(TASK BRIEF) Find each line in the entries below that contains the word "tractor" and copy those lines out. Matching is case-sensitive.

(PROVIDED DATA)
_ _ _ _ _
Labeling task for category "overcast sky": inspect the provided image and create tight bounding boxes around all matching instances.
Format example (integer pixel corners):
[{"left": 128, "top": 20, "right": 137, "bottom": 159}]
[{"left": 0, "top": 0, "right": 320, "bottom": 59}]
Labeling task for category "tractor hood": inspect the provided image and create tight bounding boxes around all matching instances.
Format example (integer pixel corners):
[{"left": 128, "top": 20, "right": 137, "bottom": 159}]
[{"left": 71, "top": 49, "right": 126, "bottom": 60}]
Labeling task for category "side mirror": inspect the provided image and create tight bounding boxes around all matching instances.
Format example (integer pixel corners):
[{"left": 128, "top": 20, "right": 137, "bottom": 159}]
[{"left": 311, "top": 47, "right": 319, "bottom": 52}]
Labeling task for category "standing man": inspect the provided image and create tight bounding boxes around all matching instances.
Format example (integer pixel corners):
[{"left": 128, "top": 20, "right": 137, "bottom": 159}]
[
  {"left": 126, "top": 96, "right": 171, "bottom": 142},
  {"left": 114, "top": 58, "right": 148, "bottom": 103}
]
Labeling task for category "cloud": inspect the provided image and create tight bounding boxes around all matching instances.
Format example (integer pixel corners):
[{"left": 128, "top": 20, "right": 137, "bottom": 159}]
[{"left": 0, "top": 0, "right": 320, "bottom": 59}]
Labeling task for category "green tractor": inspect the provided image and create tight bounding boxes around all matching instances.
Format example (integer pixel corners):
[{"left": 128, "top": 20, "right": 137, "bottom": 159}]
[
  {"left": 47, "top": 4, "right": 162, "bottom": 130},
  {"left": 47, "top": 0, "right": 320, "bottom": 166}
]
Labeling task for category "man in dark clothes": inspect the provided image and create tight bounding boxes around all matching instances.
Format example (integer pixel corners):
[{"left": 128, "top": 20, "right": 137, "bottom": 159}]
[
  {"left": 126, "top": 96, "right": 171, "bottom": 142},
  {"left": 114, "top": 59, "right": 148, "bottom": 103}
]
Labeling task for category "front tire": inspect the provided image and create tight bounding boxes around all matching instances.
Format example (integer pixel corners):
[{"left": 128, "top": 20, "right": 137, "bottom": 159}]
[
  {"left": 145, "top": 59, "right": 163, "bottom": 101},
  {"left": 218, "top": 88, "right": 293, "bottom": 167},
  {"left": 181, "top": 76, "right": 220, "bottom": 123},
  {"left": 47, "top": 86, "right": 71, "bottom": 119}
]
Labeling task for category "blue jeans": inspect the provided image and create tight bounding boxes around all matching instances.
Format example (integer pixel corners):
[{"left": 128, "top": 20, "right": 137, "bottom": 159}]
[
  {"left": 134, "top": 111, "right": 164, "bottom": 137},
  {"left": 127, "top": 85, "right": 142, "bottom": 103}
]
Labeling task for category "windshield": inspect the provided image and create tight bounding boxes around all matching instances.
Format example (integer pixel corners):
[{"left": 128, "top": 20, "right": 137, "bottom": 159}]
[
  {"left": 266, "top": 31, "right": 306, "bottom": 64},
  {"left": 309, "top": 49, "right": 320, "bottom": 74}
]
_ _ _ _ _
(TASK SOLUTION)
Labeling task for category "tractor hood": inspect the provided image and create tight bounding boxes around all matching instances.
Labeling task for category "green tractor": inspect the provided image and create tight bounding boxes around all matching instances.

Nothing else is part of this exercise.